──────── Supplied entries ────────

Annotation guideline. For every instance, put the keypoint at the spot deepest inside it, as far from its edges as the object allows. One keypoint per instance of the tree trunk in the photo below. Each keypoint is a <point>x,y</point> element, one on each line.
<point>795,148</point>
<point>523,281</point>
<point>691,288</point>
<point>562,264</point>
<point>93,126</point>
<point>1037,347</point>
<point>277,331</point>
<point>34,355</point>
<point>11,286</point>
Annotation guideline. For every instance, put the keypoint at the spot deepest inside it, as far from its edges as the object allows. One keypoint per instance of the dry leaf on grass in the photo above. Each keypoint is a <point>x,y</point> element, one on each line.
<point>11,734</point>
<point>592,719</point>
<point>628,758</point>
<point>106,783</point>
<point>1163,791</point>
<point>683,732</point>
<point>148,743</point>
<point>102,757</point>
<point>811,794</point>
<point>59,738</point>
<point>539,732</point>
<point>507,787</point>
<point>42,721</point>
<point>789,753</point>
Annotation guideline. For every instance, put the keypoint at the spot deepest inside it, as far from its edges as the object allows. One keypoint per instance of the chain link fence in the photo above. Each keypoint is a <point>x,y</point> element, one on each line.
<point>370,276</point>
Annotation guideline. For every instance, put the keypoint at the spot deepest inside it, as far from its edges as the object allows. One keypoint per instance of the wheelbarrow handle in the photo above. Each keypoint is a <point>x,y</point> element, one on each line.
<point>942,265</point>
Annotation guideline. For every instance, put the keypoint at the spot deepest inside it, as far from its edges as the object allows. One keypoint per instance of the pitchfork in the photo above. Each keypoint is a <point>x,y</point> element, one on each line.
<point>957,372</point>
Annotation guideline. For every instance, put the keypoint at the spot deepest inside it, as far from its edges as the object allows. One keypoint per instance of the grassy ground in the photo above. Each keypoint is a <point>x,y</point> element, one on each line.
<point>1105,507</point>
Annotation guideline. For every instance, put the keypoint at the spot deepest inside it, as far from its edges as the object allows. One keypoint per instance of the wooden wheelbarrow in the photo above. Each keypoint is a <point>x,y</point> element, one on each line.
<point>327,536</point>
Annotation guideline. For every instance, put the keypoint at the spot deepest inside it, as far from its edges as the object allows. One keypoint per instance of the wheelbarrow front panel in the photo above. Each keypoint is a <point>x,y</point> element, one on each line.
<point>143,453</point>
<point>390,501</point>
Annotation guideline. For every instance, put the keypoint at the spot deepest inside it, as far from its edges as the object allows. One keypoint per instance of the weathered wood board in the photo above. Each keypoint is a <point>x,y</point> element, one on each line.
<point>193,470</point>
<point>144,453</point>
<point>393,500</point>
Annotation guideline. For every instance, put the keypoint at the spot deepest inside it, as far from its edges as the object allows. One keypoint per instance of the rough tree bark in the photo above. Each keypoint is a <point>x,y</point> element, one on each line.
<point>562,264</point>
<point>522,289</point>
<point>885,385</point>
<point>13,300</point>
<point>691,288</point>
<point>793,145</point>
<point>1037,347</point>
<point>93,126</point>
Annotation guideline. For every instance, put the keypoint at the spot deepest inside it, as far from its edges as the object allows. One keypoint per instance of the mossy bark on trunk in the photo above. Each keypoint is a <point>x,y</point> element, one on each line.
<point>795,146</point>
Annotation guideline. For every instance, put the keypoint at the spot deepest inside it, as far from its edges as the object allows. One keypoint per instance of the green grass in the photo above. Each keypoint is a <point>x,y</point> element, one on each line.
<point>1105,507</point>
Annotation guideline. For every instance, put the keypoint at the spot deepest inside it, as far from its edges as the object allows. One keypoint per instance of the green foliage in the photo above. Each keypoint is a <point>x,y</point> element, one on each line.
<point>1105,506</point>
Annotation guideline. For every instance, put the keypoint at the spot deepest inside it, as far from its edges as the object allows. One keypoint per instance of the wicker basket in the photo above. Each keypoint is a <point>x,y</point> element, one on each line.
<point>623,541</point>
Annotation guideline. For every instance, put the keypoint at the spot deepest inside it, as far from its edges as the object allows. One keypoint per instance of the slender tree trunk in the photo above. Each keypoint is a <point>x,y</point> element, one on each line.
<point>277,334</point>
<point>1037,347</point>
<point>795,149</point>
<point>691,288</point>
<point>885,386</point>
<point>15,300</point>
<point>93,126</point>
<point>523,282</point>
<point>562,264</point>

────────

Aim of the task →
Please convert all the entries above into a JSON list of strings with one string for each line, leaving out any blank lines.

Reply →
[
  "Annotation guideline. For every instance, put the keypoint at the spot deepest inside it, as far from its edges as the object allows. One keypoint per instance of the tree trunk in the photo below. Each keypoint is a <point>x,y</point> element, one on each line.",
  "<point>795,148</point>",
  "<point>523,281</point>",
  "<point>691,288</point>",
  "<point>562,264</point>",
  "<point>93,126</point>",
  "<point>1037,347</point>",
  "<point>277,331</point>",
  "<point>34,355</point>",
  "<point>11,286</point>",
  "Annotation guideline. For every instance, put the keypoint at the spot deepest inside it, as far from its edges as the object allows. One keypoint per instance of the dry leaf on grass in the photo above. Each keypoint is a <point>x,y</point> element, one on each line.",
  "<point>11,734</point>",
  "<point>592,719</point>",
  "<point>628,758</point>",
  "<point>106,783</point>",
  "<point>1163,791</point>",
  "<point>683,732</point>",
  "<point>148,743</point>",
  "<point>102,757</point>",
  "<point>811,794</point>",
  "<point>59,738</point>",
  "<point>539,732</point>",
  "<point>507,787</point>",
  "<point>42,721</point>",
  "<point>789,753</point>",
  "Annotation guideline. For every instance, put the keypoint at the spot deepest inside it, as far from its edges as the object allows. One keypoint per instance of the chain link fence in the photo above. Each keypoint is a <point>x,y</point> element, one on each line.",
  "<point>370,276</point>",
  "Annotation guideline. For every instance, put the keypoint at the spot deepest inside it, as far from its edges as the object allows. One keypoint per instance of the wheelbarrow handle in the photo above. Each keypoint is a <point>x,y</point> element, one on each line.",
  "<point>942,265</point>",
  "Annotation guideline. For every instance, put the keypoint at the spot deepest inside it, as far from its edges as the object allows. One keypoint per instance of the pitchfork in the photo above. Each keypoint is a <point>x,y</point> element, one on each line.",
  "<point>957,372</point>",
  "Annotation guideline. For every instance, put the keypoint at the spot deepest inside it, as far from its edges as the object allows. One keypoint per instance of the grassy ground in the photo above. Each keypoint is a <point>x,y</point> element, one on each line.",
  "<point>1105,507</point>",
  "Annotation guideline. For every instance, put the keypoint at the spot deepest inside it, as far from its edges as the object allows. One keypoint per instance of the wooden wheelbarrow in the photo above. Each keypoint is a <point>x,y</point> element, one on each line.",
  "<point>327,536</point>",
  "Annotation guideline. For every instance, put the keypoint at the spot deepest inside it, as far from its edges as the object allows. One keypoint per instance of the wheelbarrow front panel in the photo above. Each keypoint is a <point>x,y</point> element, one on each line.",
  "<point>143,453</point>",
  "<point>390,501</point>",
  "Annotation guideline. For every instance, put the keypoint at the spot deepest inside it, as far from its edges as the object allows. One keypoint per instance of the weathered wood board in the photo above. Each keypoint is a <point>x,y</point> element, one on each line.",
  "<point>193,470</point>",
  "<point>144,453</point>",
  "<point>393,500</point>",
  "Annotation guideline. For every instance, put the keypoint at the spot deepest inside it, as far from its edges as the object allows. One keypoint per instance of the rough tree bark in the photo above. Each keypoint is a <point>x,y</point> element, one on each line.",
  "<point>562,264</point>",
  "<point>522,289</point>",
  "<point>885,385</point>",
  "<point>13,300</point>",
  "<point>691,288</point>",
  "<point>793,145</point>",
  "<point>1037,347</point>",
  "<point>93,126</point>",
  "Annotation guideline. For every instance, put the keypoint at the spot deepest inside it, as far from its edges as the object allows. One keypoint per instance of the mossy bark on trunk in the photo above. Each keypoint is a <point>x,y</point> element, one on each line.",
  "<point>795,146</point>",
  "Annotation guideline. For every instance, put the keypoint at the spot deepest inside it, as far from its edges as the object allows. One keypoint per instance of the green grass in the photo above. Each keypoint is a <point>x,y</point> element, one on each line.",
  "<point>1105,507</point>",
  "Annotation guideline. For every instance, put the keypoint at the spot deepest inside it, as far from its edges as the object allows. One keypoint per instance of the green foliage in the photo above. Each keypoint is a <point>x,y</point> element, one on each line.",
  "<point>1105,506</point>",
  "Annotation guideline. For every instance, put the keypoint at the spot deepest inside it, as far from its edges as the object allows. One keypoint per instance of the wicker basket in the photo above. Each keypoint is a <point>x,y</point> element, one on each line.",
  "<point>623,541</point>",
  "Annotation guideline. For every instance, put the keypoint at the spot deepest inside it, as far from its edges as the object allows. One keypoint per instance of the slender tree trunk in the photo above. Each keypoint is a <point>x,y</point> element, one on each line.",
  "<point>277,334</point>",
  "<point>1037,347</point>",
  "<point>795,149</point>",
  "<point>691,288</point>",
  "<point>885,386</point>",
  "<point>15,300</point>",
  "<point>93,126</point>",
  "<point>523,282</point>",
  "<point>562,264</point>"
]